-- start of DATA TO PROCESS --

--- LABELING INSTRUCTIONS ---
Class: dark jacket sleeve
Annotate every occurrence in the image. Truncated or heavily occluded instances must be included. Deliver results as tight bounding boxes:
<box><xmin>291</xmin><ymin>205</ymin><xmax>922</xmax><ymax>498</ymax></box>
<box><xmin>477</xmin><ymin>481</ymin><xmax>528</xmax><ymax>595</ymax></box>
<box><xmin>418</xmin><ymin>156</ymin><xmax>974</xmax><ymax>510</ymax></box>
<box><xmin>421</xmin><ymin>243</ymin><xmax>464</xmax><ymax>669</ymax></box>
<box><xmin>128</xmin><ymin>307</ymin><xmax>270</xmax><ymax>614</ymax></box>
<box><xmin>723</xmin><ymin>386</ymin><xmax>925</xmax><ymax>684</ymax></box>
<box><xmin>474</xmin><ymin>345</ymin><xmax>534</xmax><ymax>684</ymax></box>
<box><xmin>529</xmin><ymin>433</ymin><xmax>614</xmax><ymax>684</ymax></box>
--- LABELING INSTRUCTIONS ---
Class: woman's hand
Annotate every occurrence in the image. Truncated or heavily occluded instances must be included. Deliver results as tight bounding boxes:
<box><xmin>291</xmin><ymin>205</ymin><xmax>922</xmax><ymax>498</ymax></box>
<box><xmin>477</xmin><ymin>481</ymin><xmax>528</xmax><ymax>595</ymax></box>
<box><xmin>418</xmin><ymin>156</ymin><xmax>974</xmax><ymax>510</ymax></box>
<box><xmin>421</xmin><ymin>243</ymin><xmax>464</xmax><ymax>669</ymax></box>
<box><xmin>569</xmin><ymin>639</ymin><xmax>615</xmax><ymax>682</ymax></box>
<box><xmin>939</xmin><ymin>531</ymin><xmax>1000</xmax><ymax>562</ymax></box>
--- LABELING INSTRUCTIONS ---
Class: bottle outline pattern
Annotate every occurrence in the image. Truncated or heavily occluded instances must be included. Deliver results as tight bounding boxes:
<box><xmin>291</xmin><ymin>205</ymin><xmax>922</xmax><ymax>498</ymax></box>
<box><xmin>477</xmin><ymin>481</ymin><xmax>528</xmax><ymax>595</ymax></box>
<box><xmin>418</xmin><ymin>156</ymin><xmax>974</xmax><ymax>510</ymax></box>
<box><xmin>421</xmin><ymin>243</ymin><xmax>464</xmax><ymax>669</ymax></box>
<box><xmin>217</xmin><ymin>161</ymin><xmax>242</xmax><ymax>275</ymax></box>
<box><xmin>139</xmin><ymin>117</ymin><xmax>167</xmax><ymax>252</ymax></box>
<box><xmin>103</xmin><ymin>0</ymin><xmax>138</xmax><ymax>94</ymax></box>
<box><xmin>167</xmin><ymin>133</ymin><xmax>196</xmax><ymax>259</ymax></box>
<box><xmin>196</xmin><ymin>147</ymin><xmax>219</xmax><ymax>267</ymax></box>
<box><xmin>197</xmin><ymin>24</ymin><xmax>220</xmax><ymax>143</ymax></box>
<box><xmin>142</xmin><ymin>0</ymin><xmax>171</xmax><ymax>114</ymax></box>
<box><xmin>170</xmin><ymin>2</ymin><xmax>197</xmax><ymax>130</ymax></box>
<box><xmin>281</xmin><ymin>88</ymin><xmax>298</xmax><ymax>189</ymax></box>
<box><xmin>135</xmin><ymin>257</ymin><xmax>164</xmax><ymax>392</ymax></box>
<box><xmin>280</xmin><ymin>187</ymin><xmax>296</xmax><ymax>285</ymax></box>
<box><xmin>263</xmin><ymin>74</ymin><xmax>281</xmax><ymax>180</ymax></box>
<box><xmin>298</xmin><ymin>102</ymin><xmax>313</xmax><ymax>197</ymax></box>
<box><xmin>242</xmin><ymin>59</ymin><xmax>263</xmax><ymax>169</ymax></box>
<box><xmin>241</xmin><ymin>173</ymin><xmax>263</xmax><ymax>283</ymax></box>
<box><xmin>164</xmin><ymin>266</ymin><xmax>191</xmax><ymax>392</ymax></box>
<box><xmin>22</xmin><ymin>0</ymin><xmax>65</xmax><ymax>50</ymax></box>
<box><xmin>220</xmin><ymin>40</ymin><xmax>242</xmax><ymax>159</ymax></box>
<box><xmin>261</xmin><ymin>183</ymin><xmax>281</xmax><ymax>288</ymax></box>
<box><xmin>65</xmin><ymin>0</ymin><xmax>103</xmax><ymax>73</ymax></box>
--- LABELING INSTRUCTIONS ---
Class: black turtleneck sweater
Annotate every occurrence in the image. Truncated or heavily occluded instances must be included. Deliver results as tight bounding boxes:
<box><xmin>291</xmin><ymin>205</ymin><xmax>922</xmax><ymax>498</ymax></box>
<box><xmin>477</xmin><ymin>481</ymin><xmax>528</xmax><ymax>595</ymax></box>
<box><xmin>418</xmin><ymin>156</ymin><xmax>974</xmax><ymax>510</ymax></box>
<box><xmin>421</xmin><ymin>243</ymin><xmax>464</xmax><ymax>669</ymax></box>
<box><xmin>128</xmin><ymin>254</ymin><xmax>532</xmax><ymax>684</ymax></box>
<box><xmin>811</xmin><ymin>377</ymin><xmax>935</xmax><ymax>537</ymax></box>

-- end of DATA TO PROCESS --

Find every line in the items above that contains the word "Class" and copy each one.

RESULT:
Class: dark jacket sleeve
Class: woman's hand
Class: bottle outline pattern
Class: black turtleneck sweater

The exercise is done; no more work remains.